## INFORMATION SHOWN
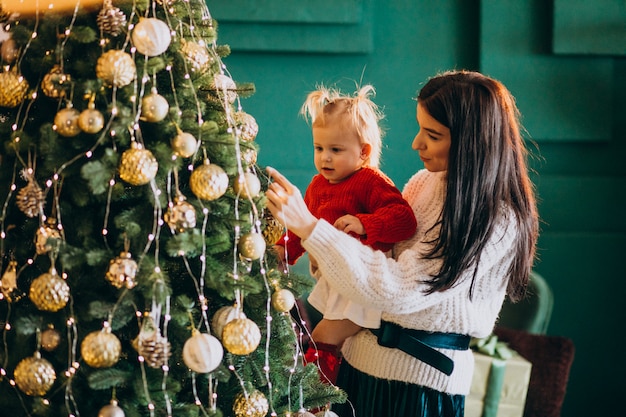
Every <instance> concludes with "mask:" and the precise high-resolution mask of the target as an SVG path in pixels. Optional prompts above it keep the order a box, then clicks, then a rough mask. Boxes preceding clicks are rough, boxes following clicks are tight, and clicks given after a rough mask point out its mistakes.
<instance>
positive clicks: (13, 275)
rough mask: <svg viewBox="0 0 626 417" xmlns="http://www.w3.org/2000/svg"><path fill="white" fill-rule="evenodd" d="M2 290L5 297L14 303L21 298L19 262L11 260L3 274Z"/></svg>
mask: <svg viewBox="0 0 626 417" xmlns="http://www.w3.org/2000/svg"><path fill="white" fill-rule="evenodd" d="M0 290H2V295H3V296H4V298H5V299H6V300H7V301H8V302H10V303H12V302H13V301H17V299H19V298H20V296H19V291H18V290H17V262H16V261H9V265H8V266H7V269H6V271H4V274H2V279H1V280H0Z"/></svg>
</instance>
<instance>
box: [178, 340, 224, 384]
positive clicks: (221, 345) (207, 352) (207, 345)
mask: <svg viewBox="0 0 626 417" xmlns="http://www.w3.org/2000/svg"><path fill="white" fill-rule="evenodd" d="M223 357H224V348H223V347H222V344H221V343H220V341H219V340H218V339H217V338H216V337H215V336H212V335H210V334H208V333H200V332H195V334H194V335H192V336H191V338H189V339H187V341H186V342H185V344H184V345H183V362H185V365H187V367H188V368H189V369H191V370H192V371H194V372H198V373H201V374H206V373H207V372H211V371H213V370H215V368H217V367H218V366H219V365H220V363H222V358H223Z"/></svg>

## PROBLEM DETAILS
Reproduce the data above verbatim, omitting the pictures from your answer.

## ANSWER SPACE
Every <instance> concludes with "mask:" and the precise high-resolution mask of the target as an SVG path in pixels. Optional prompts above it keep the order a box, then clicks, then a rough mask. Boxes preceding clicks are rough, boxes following clicks are tight, and clicks given after a rough mask point out its mistakes.
<instance>
positive clicks: (13, 275)
rough mask: <svg viewBox="0 0 626 417" xmlns="http://www.w3.org/2000/svg"><path fill="white" fill-rule="evenodd" d="M2 290L5 297L14 303L21 298L19 262L11 260L3 274Z"/></svg>
mask: <svg viewBox="0 0 626 417" xmlns="http://www.w3.org/2000/svg"><path fill="white" fill-rule="evenodd" d="M0 290H2V295H3V296H4V298H5V299H6V300H7V301H8V302H10V303H12V302H13V301H17V299H19V298H20V296H19V291H18V290H17V262H16V261H9V265H8V266H7V269H6V271H4V274H2V279H1V280H0Z"/></svg>
</instance>
<instance>
box: [178, 340, 224, 384]
positive clicks: (221, 345) (207, 352) (207, 345)
mask: <svg viewBox="0 0 626 417" xmlns="http://www.w3.org/2000/svg"><path fill="white" fill-rule="evenodd" d="M223 357H224V348H223V347H222V344H221V343H220V341H219V340H218V339H217V338H216V337H215V336H212V335H210V334H208V333H200V332H195V334H194V335H192V336H191V338H189V339H187V341H186V342H185V344H184V345H183V362H185V365H187V367H188V368H189V369H191V370H192V371H194V372H198V373H201V374H206V373H207V372H211V371H213V370H215V368H217V367H218V366H219V365H220V363H222V358H223Z"/></svg>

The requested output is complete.